仕事をする上で、上司との関係性は仕事への意欲や取り組む姿勢など様々な点において多大な影響を及ぼします。
仕事への支障を来すばかりか、ストレスなど精神的な負担をもたらし、場合によっては体調を崩すこともあります。
本記事では合わない上司の特徴、また合わない上司に対してどう対処したらよいか紹介していきます。
また上司との関係性が思うように改善できなかった場合に備え、上司との関係性を減らすまたは断つ方法、またそれぞれの注意点にも触れておきます。
合わない上司との関係性の改善や回復にぜひ役立てて下さい。
目次
約70%の社会人が「上司と合わない」という悩みを持っている
はじめに、社会人になって上司と合わないと感じている人たちがどのくらいいるのかを押さえておきましょう。
2017年にマイナビ転職が全国の20~30代の男女113人を対象に「職場に嫌いな上司がいるか(いたか)」調査を行った結果、約7割の人が職場に合わない上司がいる、またはいた経験があると回答しました。
さらに同サイトにおいて、年齢や性別ごとに調査した結果、嫌いな上司がいると回答した30代の男性は65.5%、女性は71.4%となりました。
一方、嫌いな上司がいると回答した20代の男性は82.1%、女性は75.5%という結果となり、30代よりも20代の男女に嫌いな上司がいると回答した人が多く見られました。
また20代の男女間では男性の方が嫌いな上司が多いことが明らかになりました。つまり、20代の男性が上司に対して、最も嫌悪感を抱いているということです。
「合わない」と感じる上司の6つの特徴
まずは、合わない上司の特徴を6つ紹介します。
➁自分の出世ばかり考えている
➂体育会系で精神論ばかり言う
➃傲慢で理不尽な態度をとる
➄人によって態度を変える
➅パワハラやセクハラなどをしてくる
本項では、リクナビNEXTやマイナビ転職のアンケートの調査結果で得られた嫌いな上司の要素を参考にして、主な6つの合わない上司の特徴や原因を取り上げていきます。

---

** 作業一覧 **
1: 上記の表示テキストから、「仕事をする上で、上司との関係」という語句を含む箇所で始まり「を抱いているということです。」の後で終わる範囲を、一字も変えずに複製してください。
2: 上記の表示テキストによれば、2017年のマイナビ転職の調査で嫌いな上司がいると答えた20代男性は何%でしたか。
3: 上記の表示テキストで「本項では、リクナビNEXTや」で始まる段落を、要点を残して箇条書きに書き直してください。

** データ欄 **
---

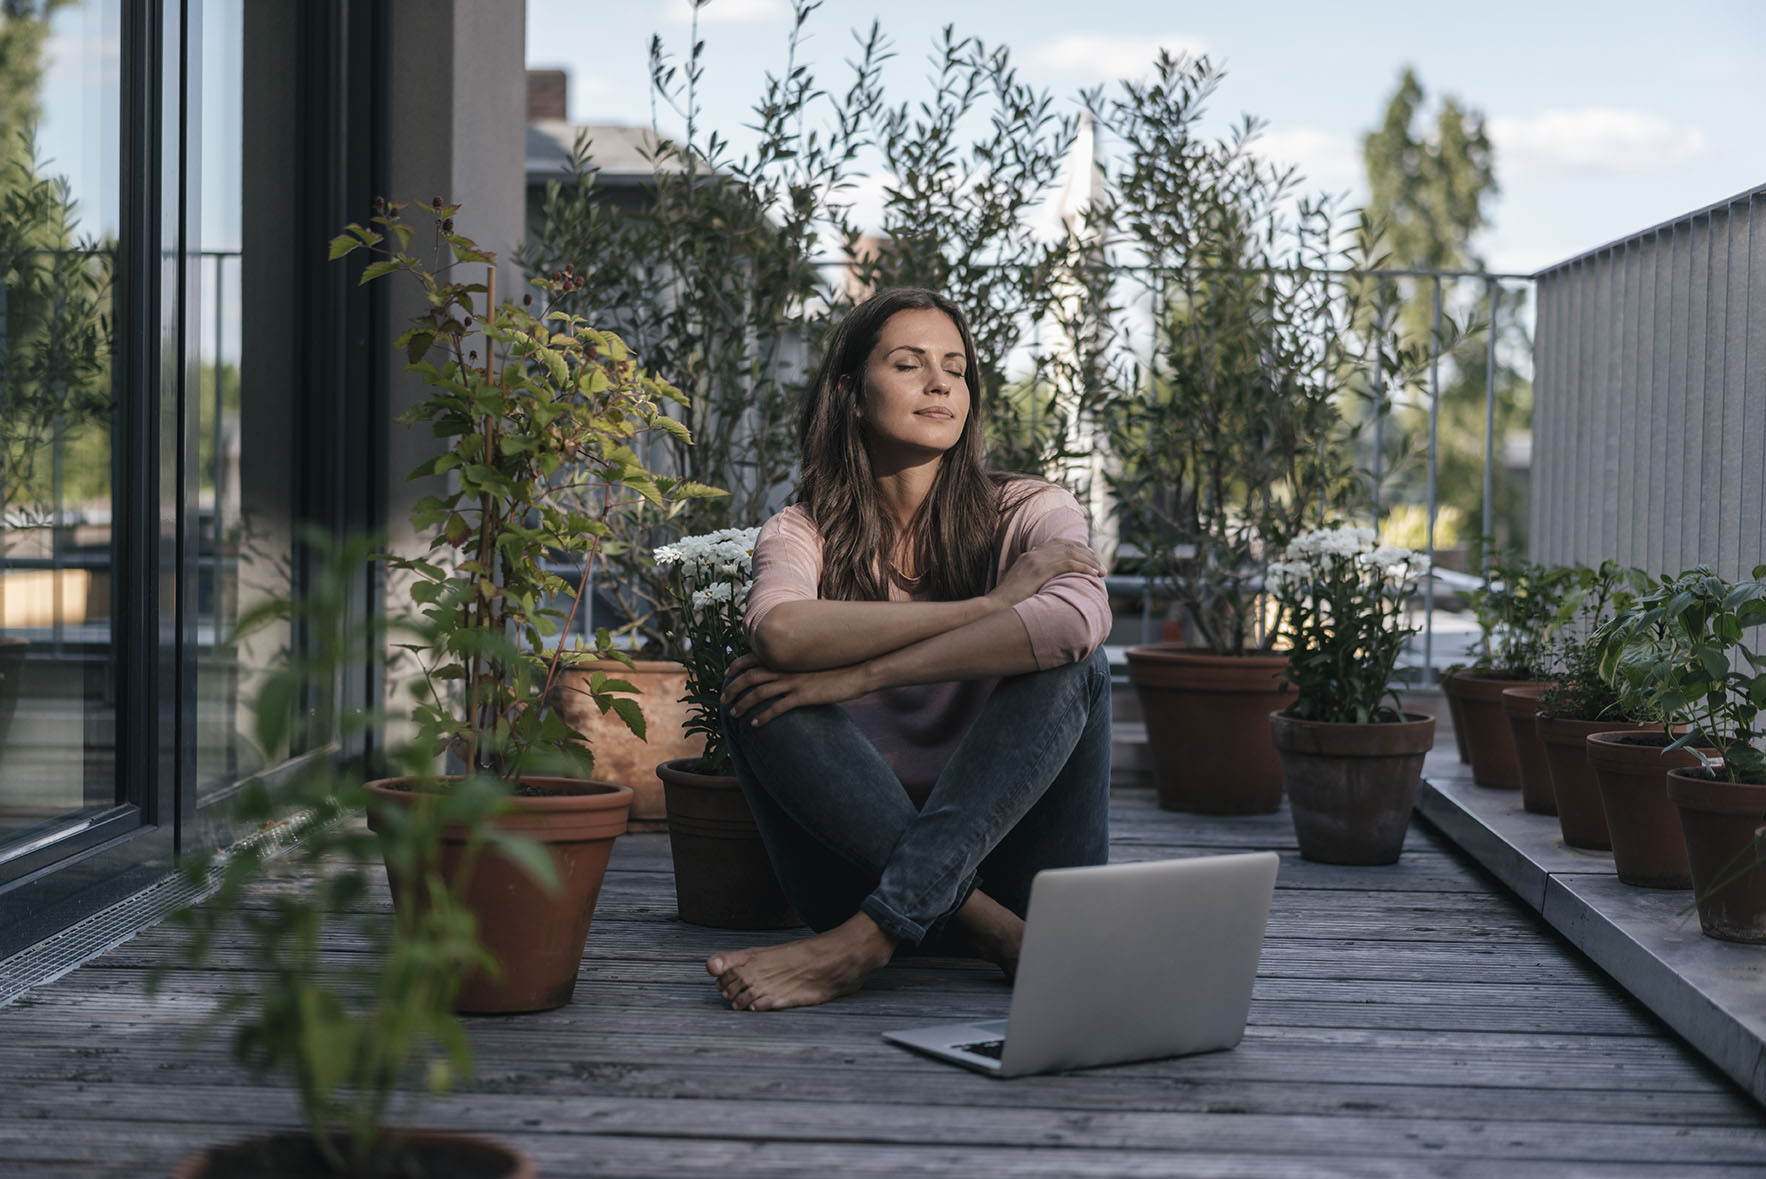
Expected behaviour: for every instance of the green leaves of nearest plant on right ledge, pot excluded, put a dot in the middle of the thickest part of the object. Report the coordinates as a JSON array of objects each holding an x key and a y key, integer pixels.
[{"x": 1682, "y": 652}]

---

** 各項目の解答 **
1:
仕事をする上で、上司との関係性は仕事への意欲や取り組む姿勢など様々な点において多大な影響を及ぼします。
仕事への支障を来すばかりか、ストレスなど精神的な負担をもたらし、場合によっては体調を崩すこともあります。
本記事では合わない上司の特徴、また合わない上司に対してどう対処したらよいか紹介していきます。
また上司との関係性が思うように改善できなかった場合に備え、上司との関係性を減らすまたは断つ方法、またそれぞれの注意点にも触れておきます。
合わない上司との関係性の改善や回復にぜひ役立てて下さい。
目次
約70%の社会人が「上司と合わない」という悩みを持っている
はじめに、社会人になって上司と合わないと感じている人たちがどのくらいいるのかを押さえておきましょう。
2017年にマイナビ転職が全国の20~30代の男女113人を対象に「職場に嫌いな上司がいるか(いたか)」調査を行った結果、約7割の人が職場に合わない上司がいる、またはいた経験があると回答しました。
さらに同サイトにおいて、年齢や性別ごとに調査した結果、嫌いな上司がいると回答した30代の男性は65.5%、女性は71.4%となりました。
一方、嫌いな上司がいると回答した20代の男性は82.1%、女性は75.5%という結果となり、30代よりも20代の男女に嫌いな上司がいると回答した人が多く見られました。
また20代の男女間では男性の方が嫌いな上司が多いことが明らかになりました。つまり、20代の男性が上司に対して、最も嫌悪感を抱いているということです。

2: 82.1%

3:
- 参考にしたもの：リクナビNEXTやマイナビ転職のアンケート調査で得られた嫌いな上司の要素
- 取り上げる内容：主な6つの合わない上司の特徴や原因